What you have to do: Return the listing below verbatim, reproducing every line without any change.

Source data:
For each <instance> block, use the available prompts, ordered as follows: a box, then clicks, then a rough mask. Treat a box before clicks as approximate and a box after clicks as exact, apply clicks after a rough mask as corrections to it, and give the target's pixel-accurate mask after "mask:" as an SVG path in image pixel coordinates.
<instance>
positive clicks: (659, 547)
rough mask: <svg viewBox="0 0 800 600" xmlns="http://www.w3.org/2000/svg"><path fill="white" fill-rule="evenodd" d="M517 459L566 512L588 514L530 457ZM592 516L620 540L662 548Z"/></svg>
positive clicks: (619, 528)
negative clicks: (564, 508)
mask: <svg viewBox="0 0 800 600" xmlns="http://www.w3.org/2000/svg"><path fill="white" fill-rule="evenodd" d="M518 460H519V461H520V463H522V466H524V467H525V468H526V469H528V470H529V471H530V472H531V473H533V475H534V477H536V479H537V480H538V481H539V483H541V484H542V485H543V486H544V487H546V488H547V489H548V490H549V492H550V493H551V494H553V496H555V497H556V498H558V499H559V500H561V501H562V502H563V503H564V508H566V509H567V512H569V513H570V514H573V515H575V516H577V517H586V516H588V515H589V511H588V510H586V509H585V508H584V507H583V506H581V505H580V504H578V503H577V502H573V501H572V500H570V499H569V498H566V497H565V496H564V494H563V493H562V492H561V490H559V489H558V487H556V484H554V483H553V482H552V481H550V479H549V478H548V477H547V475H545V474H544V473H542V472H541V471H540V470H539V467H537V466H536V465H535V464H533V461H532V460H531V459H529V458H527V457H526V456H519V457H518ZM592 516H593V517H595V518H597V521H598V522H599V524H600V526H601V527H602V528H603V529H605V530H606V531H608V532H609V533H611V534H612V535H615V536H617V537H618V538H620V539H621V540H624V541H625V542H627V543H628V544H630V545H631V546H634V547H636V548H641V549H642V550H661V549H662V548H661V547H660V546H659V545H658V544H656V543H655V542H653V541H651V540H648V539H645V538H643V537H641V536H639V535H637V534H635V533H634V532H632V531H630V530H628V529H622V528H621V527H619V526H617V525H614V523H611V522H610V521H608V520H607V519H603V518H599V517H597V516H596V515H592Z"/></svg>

Result:
For each <instance> block, use the available prompts, ordered as follows: a box, then clicks, then a rough mask. Treat a box before clicks as approximate and a box after clicks as exact, apply clicks after a rough mask as corrections to it, and give the target's pixel-accurate mask after "mask:" as an SVG path in image pixel coordinates.
<instance>
positive clicks: (659, 547)
rough mask: <svg viewBox="0 0 800 600" xmlns="http://www.w3.org/2000/svg"><path fill="white" fill-rule="evenodd" d="M517 459L566 512L588 514L530 457ZM592 516L620 540L662 548Z"/></svg>
positive clicks: (619, 528)
negative clicks: (564, 508)
mask: <svg viewBox="0 0 800 600" xmlns="http://www.w3.org/2000/svg"><path fill="white" fill-rule="evenodd" d="M518 460H519V461H520V463H522V466H524V467H525V468H526V469H528V470H529V471H530V472H531V473H533V475H534V477H536V479H537V480H538V481H539V483H541V484H542V485H543V486H544V487H546V488H547V489H548V490H549V492H550V493H551V494H553V496H555V497H556V498H558V499H559V500H561V501H562V502H563V503H564V508H566V509H567V512H569V513H570V514H573V515H575V516H577V517H586V516H588V515H589V511H588V510H586V509H585V508H584V507H583V506H581V505H580V504H578V503H577V502H573V501H572V500H570V499H569V498H566V497H565V496H564V494H563V493H562V492H561V490H559V489H558V487H556V484H554V483H553V482H552V481H550V479H549V478H548V477H547V475H545V474H544V473H542V472H541V471H540V470H539V467H537V466H536V465H535V464H533V461H532V460H531V459H529V458H527V457H526V456H519V457H518ZM592 516H593V517H595V518H597V521H598V522H599V524H600V526H601V527H602V528H603V529H605V530H606V531H608V532H609V533H611V534H612V535H615V536H617V537H618V538H620V539H621V540H624V541H625V542H627V543H628V544H630V545H631V546H634V547H636V548H641V549H642V550H661V549H662V548H661V547H660V546H659V545H658V544H656V543H655V542H653V541H651V540H648V539H645V538H643V537H641V536H639V535H637V534H635V533H634V532H632V531H630V530H628V529H622V528H621V527H619V526H617V525H614V523H611V522H610V521H608V520H607V519H603V518H599V517H597V516H596V515H592Z"/></svg>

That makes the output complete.